## SHORT EXERCISE A:
Which lines in the records contain the word "lichen"? Collect every one of them, and treat case as significant.
## SHORT EXERCISE B:
Pick up the passage on the Mugwumps, the Progressives, and American centralization and continue writing from its final sentence.

Start SOURCE

The Mugwumps' fixation on professionalization and universities led directly to the modern American university's adoption of European standards, which in turn has been the major force for statism in American history. Thus, the modern university is a direct product of American political forces, notably the Republican Mugwumps' fascination with economic and sociological theory led them to send as many as 10,000 Americans to German and European graduate schools in the late nineteenth century. These young graduates came back and established anti-laissez faire centers at Johns Hopkins, Wisconsin and elsewhere via European-trained economists like John R. Commons and Richard T. Ely.

The Republicans thus reasserted themselves as a centralizing force in the late 19th century (the Republican cooptation of Jacksonian Democracy having lasted no more than 35 years, from the 1860s to the 1890s) and then the Progressives became the centralizing elitist force out of the remains of the late nineteenth century Mugwumps and Bourbon Democrats.

The Progressives were smart enough to assert European values in the name of the common man and trust busting, even though the effects of their programs were not so straightforward, and the Democrats then copied the Progressive Republicans in the 1930s, claiming to be for unions and the poor when they were really for Wall Street. The most important step Roosevelt took was abolition of the gold standard and freeing the Fed to create money, the greatest subsidization of business in American history.

Thus, by the 1930s the centralizing force had won, and the decentralizing, anti-elitist force ceased to be a political power except on the fringe. Of course, many and perhaps a majority of Americans still believed in the anti-elitism of Jackson and had decentralizing instincts, but the rhetoric of American politics became riddled with double talk, lies and deception ever since the Progressive era. The wealthy were able to pull off a centralizing coup, securing monetary-creation power for themselves while telling everyone, including idiots like William Greider, that the creation and handing of money to business interests was in the poor's interests. In a sense, through sleight of hand, a fringe elite has been running the nation ever since.

End SOURCE
Start DATASET EXCERPTS

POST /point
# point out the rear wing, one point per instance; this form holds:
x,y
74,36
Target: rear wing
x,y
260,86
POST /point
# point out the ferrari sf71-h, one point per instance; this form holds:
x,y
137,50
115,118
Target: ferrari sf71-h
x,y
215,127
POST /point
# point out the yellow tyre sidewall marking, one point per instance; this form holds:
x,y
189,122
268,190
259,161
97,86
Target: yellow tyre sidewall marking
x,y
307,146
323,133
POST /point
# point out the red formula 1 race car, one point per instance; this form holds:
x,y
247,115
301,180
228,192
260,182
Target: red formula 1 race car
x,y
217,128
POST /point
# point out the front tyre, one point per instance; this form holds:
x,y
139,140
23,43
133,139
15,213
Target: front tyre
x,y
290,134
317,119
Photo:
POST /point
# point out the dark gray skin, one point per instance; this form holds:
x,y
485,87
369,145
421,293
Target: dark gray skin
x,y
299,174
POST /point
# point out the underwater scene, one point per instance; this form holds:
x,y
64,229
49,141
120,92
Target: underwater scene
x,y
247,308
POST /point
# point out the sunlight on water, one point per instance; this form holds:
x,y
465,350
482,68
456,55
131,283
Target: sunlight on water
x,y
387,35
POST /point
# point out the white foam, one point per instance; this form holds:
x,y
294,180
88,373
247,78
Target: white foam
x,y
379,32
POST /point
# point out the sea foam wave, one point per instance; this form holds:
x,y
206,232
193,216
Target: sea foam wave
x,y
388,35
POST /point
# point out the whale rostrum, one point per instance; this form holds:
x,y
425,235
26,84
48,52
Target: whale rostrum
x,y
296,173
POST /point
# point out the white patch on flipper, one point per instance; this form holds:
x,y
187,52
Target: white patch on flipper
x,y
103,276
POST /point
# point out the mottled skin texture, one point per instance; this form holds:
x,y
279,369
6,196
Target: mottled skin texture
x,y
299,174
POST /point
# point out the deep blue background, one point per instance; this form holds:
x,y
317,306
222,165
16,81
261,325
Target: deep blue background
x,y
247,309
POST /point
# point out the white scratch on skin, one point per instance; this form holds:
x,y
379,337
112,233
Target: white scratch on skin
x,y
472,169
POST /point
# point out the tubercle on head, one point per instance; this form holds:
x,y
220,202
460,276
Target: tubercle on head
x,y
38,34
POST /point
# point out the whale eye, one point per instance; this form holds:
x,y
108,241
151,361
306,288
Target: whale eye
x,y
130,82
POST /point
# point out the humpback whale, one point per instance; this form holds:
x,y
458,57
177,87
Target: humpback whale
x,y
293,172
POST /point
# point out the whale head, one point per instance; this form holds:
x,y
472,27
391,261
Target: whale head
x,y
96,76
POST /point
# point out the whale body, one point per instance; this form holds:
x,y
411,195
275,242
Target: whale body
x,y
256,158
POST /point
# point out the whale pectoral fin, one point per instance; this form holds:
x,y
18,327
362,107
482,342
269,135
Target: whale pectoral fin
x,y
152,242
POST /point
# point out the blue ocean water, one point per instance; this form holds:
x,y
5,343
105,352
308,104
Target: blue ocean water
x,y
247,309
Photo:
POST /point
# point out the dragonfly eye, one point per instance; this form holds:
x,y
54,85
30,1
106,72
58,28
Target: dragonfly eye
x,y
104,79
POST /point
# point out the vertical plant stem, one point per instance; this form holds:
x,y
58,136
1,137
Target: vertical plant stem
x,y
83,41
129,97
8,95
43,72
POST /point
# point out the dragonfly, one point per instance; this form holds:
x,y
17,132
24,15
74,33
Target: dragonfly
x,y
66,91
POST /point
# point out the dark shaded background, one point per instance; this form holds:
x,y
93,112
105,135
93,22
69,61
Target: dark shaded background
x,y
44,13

End DATASET EXCERPTS
Start DATASET EXCERPTS

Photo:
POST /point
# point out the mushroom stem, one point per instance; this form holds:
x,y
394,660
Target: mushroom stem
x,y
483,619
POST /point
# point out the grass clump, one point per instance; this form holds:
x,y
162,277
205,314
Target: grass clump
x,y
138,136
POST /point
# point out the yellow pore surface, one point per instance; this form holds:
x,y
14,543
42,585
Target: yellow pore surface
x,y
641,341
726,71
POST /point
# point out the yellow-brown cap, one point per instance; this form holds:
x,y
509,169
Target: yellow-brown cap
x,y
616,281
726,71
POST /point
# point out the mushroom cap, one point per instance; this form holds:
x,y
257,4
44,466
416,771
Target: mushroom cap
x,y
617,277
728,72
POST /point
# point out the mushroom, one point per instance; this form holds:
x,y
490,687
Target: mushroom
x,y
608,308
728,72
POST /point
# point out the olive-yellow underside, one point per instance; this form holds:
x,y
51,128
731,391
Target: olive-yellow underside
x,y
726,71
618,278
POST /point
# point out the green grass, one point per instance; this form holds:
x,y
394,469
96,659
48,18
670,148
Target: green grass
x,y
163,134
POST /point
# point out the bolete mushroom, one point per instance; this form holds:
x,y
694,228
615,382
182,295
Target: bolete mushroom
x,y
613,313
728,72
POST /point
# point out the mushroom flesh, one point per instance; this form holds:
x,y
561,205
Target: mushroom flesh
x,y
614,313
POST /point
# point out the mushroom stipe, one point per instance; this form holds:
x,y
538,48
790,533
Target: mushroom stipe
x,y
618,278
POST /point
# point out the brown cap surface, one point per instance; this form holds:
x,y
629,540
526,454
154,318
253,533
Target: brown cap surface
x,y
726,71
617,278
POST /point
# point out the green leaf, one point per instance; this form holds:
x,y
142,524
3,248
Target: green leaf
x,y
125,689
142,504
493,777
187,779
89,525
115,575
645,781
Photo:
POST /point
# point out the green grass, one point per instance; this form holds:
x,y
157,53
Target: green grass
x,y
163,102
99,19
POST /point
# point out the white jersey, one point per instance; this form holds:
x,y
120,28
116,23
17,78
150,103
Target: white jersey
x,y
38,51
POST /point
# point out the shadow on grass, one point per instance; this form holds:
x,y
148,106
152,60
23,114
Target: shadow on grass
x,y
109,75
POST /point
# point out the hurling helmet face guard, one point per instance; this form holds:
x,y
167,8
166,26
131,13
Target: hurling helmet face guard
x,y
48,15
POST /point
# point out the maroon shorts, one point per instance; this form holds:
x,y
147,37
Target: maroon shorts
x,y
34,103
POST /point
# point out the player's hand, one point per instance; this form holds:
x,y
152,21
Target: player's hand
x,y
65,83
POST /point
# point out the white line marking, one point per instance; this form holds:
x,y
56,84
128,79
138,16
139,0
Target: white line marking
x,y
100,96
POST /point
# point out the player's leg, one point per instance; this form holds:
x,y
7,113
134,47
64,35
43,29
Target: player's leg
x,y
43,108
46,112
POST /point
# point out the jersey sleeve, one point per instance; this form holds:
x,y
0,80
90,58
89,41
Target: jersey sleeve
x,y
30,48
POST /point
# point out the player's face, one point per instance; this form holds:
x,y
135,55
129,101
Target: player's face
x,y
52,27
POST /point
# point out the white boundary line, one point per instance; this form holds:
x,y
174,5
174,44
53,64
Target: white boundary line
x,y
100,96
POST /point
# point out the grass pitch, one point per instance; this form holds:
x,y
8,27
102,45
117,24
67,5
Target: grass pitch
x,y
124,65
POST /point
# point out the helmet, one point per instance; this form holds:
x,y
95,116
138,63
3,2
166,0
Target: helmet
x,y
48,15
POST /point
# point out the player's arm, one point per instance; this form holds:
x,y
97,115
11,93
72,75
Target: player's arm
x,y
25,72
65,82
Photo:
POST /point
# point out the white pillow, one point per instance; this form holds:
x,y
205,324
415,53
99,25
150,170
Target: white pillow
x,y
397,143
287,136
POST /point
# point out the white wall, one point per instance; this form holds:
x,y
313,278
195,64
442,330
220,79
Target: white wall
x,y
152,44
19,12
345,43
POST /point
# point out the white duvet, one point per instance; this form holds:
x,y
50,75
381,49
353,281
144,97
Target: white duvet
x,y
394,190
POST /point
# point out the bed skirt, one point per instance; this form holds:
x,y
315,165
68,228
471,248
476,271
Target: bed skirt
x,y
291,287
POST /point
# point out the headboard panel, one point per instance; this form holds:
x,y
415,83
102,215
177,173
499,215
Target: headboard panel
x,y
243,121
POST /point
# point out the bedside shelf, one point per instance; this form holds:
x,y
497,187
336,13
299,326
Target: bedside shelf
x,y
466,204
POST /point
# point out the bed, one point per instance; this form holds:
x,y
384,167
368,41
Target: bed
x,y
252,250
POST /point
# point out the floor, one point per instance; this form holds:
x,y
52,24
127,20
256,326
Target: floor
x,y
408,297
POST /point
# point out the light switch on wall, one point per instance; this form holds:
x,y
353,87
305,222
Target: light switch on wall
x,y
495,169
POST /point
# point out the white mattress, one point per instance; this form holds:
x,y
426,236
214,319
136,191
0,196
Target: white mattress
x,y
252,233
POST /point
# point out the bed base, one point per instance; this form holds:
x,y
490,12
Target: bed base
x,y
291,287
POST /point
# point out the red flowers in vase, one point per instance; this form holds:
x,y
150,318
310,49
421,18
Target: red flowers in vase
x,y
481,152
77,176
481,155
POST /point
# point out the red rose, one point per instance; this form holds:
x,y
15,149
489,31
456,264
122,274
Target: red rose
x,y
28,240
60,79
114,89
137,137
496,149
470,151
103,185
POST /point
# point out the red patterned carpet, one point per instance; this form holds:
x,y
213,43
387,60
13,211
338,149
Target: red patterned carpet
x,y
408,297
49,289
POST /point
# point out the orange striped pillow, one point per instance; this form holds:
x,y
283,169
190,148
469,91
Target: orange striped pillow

End DATASET EXCERPTS
Start DATASET EXCERPTS

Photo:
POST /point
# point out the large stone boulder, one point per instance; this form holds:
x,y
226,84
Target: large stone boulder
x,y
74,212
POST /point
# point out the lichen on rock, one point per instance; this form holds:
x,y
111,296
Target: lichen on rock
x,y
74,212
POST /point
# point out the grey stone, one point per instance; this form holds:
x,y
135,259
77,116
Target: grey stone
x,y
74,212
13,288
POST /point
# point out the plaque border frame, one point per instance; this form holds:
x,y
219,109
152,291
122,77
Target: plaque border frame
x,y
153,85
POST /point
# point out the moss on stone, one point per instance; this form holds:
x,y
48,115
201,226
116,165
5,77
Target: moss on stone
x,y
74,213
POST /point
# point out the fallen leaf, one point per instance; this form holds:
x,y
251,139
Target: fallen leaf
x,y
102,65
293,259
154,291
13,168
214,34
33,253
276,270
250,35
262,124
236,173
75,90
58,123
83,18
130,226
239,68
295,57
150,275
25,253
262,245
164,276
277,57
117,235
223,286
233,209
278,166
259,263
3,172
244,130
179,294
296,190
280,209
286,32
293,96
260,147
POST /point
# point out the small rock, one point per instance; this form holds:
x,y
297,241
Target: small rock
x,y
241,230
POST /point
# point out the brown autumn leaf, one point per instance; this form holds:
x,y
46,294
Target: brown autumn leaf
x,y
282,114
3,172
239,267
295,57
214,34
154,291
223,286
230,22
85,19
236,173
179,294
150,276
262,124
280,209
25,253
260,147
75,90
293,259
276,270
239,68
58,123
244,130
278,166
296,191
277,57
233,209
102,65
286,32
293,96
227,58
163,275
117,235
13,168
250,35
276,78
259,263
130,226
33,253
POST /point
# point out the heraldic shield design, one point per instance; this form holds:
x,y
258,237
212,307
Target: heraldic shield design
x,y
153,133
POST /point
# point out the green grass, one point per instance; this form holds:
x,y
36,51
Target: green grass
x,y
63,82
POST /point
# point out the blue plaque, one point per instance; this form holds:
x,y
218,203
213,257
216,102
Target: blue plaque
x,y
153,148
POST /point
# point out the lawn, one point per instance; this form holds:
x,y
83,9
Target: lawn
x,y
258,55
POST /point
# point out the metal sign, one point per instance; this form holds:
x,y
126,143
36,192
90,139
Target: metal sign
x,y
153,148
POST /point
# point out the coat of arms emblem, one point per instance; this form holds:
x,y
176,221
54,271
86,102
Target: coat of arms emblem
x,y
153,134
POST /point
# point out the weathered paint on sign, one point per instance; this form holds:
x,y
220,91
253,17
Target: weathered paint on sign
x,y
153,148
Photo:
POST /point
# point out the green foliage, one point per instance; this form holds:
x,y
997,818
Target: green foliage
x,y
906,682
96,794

End DATASET EXCERPTS

## RIGHT ANSWER A:
# point out the lichen on rock, one point per instance; this form holds:
Target: lichen on rock

## RIGHT ANSWER B:
As a result, today we can truly say that America is a one party system, the Republicans who advocate for the Fed on behalf of the wealthy and say they are for free markets and competition, and the Democrats who advocate for the Fed on behalf of the wealthy but say they are for the poor.

So what does all this have to do with the Birth Certificate? The Constitution is in extremis. Ignoring Article II is one more nail in the Constitution's coffin. If you look back to the anti-Federalists, they warned of an over-powerful Supreme Court, fearing it would turn into a force for an aristocratic elite. Likewise, they opposed the central bank for the same reason. They were right. The Federalists believed that the Constitution would prove durable and serve as a restraint on centralized power.

But today even conservatives have forgotten that America is first a nation of liberty, not a democracy. Nor was it intended to be a democratic one, except according to the fringe Progressives who have come to dominate the central government, the very outcome against which the anti-Federalists warned.

More Speculation from the Blagosphere

Diana West (h/t Larwyn) has a very cool blog over at Town Hall.com concerning Blagogate, perhaps to be annointed Obamagate in the near future. It is getting all too easy to mock the pissant propagandists, and she uses the taboo term "MSM" (there is nothing "mainstream" about them and they are not "media") but West makes some brilliant points:

>"The real news out of Chicago this week was that President-elect Barack Obama had nothing to do with it.

"And I mean nothing to do with any of it. There was an almost comical aspect to the spectacle of journalists across the mainstream media (MSM) suddenly, as if on command, assuming pretzel positions in a contortionist's effort not to seem at all curious, for instance, about the discrepancy between David Axelrod's recent declaration that the president-elect had discussed Senate-seat replacements with Blagojevich, and Obama's more recent declaration that he had done no such thing.

"The MSM instantly agreed: Obama had nothing to do with it. Such a message took Obama out of the story even before the story itself was clear."

Speculation from the Blagosphere

Bob Robbins has forwarded a post by Joan Swirsky of Rightside News. Swirsky speculates that Blagojevich may buy it just like Lee Harvey Oswald and Alexander "thank goodness for cut and paste" Litvinenko.

No Quarter USA Blog's Larry Johnson, speculates that John Harris, Balgo's chief of staff may sing, David Axelrod may be implicated and that President-elect Obama is already being soiled by drive-by sludge dripping from the Chicago-DC Sludge Aquaduct ("...rather than come out today and admit that he talked to Blagojevich about possible choices -nothing wrong with that- he lied to the press conference and claimed to have had no conversation. Simply not true. David Axelrod admitted they had talked and, if you read the indictment, Blagojevich talks about the conversation.")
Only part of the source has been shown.